— Texto para analizar —
####################

Hay mucha gente y mucho analista indignado con esta inconsecuencia. Varios todavía están a la espera de una explicación que haga comprensible por qué una persona que se la jugó, por ejemplo, hace seis u ocho años con tanta decisión para no subir impuestos ahora haya convertido en la actualidad una reforma tributaria ambiciosa en una verdadera batalla por el rescate del Santo Grial.

Sí, todos aceptan que los tiempos cambian y que los márgenes de la acción política están condicionados por los contextos. Pero hubiera sido bueno quizás una explicación o una autocrítica al respecto. Hacer como que no hay ningún cambio, cuando en realidad lo hay, o suponer que las cosas siempre se hicieron así, cuando en realidad se hicieron distinto, no hace más que confundir. Se puede quemar lo que antes se adoró y adorar lo que antes se quemó. Perfecto: eso es claro y tiene un costo. Lo que no es tan claro es cambiar de culto con una suerte de déficit atencional.

Gobernar con límites

Quizás sea sólo un detalle. Quizá  lo importante es que Bachelet captó que en Chile había un descontento, a lo mejor parecido en algo al que a ella le dejó en su fuero interno su primer gobierno. Por eso decide volver a La Moneda. A tratar de contenerlo y remediarlo. Fue una buena decisión. Nadie estaba en mejor posición que ella para hacerlo y es sano que los gobiernos sean de mayoría. La agenda que planteó instó a un país donde las desigualdades fueran menores, donde los derechos de las personas estuvieran mejor garantizados y donde el Estado reasumiera roles más protagónicos.

####################

Datos para señalar expresiones de referencia:
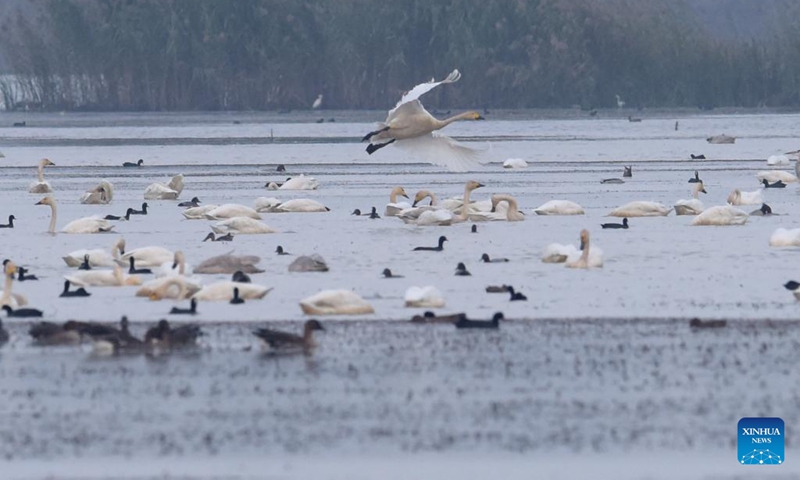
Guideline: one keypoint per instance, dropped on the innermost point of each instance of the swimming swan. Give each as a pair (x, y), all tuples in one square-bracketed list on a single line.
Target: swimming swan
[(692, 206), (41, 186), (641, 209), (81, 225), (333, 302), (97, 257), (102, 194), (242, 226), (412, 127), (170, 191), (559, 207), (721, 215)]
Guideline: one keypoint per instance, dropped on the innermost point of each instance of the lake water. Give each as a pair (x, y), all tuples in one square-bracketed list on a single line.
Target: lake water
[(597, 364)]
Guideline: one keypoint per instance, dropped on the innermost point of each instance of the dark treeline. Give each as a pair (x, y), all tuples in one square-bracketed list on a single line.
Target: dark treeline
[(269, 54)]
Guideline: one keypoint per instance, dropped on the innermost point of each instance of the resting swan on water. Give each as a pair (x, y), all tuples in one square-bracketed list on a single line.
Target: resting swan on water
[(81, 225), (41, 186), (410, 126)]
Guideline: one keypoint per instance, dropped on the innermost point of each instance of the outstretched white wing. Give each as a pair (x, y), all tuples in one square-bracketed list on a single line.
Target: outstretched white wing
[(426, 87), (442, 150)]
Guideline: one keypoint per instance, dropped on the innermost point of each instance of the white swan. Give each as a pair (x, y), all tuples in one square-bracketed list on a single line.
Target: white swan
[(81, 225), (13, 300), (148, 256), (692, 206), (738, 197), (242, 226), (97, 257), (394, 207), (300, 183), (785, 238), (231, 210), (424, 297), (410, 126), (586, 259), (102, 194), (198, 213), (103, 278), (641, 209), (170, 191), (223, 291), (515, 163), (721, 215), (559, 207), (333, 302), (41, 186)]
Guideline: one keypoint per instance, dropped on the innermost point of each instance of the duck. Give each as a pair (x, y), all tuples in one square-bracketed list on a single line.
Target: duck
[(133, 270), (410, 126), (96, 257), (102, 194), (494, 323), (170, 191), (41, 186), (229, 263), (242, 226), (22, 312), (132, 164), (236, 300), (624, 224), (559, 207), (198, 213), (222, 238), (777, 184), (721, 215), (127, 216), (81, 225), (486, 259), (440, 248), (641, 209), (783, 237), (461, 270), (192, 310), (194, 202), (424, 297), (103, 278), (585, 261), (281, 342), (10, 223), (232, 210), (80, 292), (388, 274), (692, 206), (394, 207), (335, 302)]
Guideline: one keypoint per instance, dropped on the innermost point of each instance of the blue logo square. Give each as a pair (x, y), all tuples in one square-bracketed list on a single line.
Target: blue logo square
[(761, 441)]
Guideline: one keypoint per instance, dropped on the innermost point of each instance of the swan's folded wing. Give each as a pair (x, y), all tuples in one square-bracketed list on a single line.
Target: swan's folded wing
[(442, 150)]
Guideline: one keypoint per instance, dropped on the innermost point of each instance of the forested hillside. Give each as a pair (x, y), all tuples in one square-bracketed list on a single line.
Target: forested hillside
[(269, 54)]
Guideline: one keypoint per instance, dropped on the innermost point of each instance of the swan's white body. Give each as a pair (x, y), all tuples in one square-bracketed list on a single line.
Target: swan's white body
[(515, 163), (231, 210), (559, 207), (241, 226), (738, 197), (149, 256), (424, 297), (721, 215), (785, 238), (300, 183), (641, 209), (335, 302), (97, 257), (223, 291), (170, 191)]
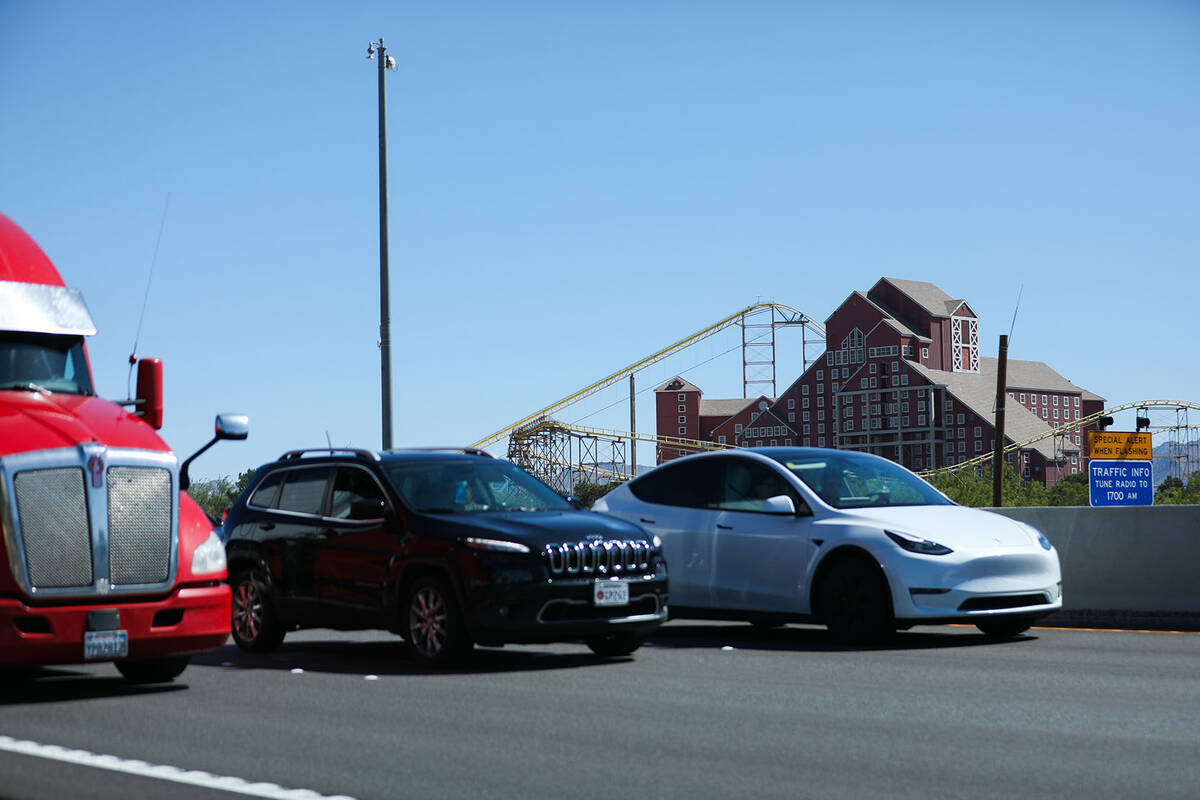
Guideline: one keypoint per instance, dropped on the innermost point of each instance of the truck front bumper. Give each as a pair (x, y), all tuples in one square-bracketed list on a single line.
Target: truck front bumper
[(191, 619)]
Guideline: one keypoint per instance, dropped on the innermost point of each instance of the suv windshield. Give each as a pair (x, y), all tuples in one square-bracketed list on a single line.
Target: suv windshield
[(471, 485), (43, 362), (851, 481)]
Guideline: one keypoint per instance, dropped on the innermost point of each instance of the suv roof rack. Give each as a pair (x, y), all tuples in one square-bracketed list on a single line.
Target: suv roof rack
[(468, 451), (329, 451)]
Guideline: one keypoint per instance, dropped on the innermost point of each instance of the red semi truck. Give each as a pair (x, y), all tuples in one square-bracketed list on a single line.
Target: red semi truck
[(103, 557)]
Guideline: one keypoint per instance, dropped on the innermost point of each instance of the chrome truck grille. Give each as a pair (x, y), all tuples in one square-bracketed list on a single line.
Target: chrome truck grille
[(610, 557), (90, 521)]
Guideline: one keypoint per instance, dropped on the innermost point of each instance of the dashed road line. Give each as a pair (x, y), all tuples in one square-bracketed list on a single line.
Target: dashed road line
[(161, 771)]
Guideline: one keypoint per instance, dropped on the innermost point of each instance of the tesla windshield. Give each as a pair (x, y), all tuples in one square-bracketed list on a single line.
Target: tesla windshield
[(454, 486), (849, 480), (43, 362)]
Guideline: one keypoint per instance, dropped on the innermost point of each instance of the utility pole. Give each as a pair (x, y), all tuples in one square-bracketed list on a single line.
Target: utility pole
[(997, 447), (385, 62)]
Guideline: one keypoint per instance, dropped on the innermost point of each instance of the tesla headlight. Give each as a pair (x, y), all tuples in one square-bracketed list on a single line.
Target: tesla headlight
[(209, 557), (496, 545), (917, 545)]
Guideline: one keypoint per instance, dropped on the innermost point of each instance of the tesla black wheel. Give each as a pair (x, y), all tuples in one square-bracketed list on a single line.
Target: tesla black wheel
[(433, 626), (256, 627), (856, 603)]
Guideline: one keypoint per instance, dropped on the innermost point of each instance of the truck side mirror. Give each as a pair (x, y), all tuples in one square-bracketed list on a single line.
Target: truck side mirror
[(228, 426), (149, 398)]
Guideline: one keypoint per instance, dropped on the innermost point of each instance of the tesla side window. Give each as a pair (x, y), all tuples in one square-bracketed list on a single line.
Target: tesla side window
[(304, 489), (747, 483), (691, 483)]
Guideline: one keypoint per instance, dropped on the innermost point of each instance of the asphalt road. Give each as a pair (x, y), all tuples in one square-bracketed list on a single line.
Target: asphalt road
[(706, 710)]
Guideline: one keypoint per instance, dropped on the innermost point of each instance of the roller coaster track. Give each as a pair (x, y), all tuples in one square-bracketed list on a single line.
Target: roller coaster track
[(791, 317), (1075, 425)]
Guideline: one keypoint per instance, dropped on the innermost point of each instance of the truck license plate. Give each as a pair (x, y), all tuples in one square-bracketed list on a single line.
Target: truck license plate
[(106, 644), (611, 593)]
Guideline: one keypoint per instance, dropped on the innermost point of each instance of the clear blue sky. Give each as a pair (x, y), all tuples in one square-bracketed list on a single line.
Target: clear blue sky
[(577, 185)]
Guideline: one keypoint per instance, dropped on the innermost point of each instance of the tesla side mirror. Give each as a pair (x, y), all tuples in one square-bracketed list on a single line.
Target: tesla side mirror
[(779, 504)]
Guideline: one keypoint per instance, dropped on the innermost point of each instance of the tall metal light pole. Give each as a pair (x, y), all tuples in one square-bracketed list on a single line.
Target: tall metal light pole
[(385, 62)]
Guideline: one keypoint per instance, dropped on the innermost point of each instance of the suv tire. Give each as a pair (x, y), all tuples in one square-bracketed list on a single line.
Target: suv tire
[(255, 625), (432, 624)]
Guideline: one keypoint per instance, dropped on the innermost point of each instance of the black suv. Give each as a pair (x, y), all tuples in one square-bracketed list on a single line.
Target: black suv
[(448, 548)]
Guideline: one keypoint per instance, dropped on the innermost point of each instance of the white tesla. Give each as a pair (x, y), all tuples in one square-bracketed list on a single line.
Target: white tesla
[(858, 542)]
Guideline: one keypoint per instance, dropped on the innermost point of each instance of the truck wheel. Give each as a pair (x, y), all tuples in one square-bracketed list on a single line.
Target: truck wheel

####################

— Qué hacer 1 —
Reproduce tal cual el tramo del texto sobre Bachelet que va desde "Gobernar con límites" hasta "roles más protagónicos.".
— Qué hacer 2 —
Según el texto sobre Bachelet, ¿qué decidió hacer ella al captar que en Chile había un descontento?
— Qué hacer 3 —
Continúa el texto sobre Bachelet a partir de su última oración.
El listado no tiene nada que ver con el texto sobre Bachelet.

— Respuesta 1 —
Gobernar con límites

Quizás sea sólo un detalle. Quizá  lo importante es que Bachelet captó que en Chile había un descontento, a lo mejor parecido en algo al que a ella le dejó en su fuero interno su primer gobierno. Por eso decide volver a La Moneda. A tratar de contenerlo y remediarlo. Fue una buena decisión. Nadie estaba en mejor posición que ella para hacerlo y es sano que los gobiernos sean de mayoría. La agenda que planteó instó a un país donde las desigualdades fueran menores, donde los derechos de las personas estuvieran mejor garantizados y donde el Estado reasumiera roles más protagónicos.

— Respuesta 2 —
Volver a La Moneda.

— Respuesta 3 —
No está muy claro, sin embargo, hasta dónde pueda llevar esto. En principio el programa de gobierno no es revolucionario, no aspira a desmantelar el modelo ni a sacar a Chile de su matriz del capitalista para devolverlo al dirigismo estatal. Sin embargo, tampoco esto podría descartarse y el gobierno, fuera de haber cultivado la incertidumbre a este respecto, es el menos interesado en despejar la incógnita, porque siente que si lo hace podría comprarse una oposición de izquierda. Hay claridad en el punto de partida, no en el de llegada. El problema es que la indefinición hará que el gobierno comience a perder aceite por el centro. Ya ha perdido un poco con la reforma tributaria. Y lo seguirá perdiendo con la reforma educacional, que hasta este momento tiene poco de educacional y mucho de estatización de los activos de la educación privada.

Tal como el gobierno confunde los medios con los fines (al punto de transformar algo puramente instrumental, por ejemplo, como eliminación del FUT, en un asunto intransable), también confunde consecuencias y causas. El diagnóstico de ahora en La Moneda es que la transición política se volvió vergonzosa e impresentable por culpa de los consensos, no por la forma en que la Concertación medró y se durmió sobre el aparato del Estado. También se impuso la tesis de que la desigualdad de la sociedad provenía del modelo, que como sea las ha estado corrigiendo, y no de la matriz histórica que tanto los gobiernos radicales desarrollistas como la Revolución en Libertad y la Unidad Popular dejaron exactamente igual.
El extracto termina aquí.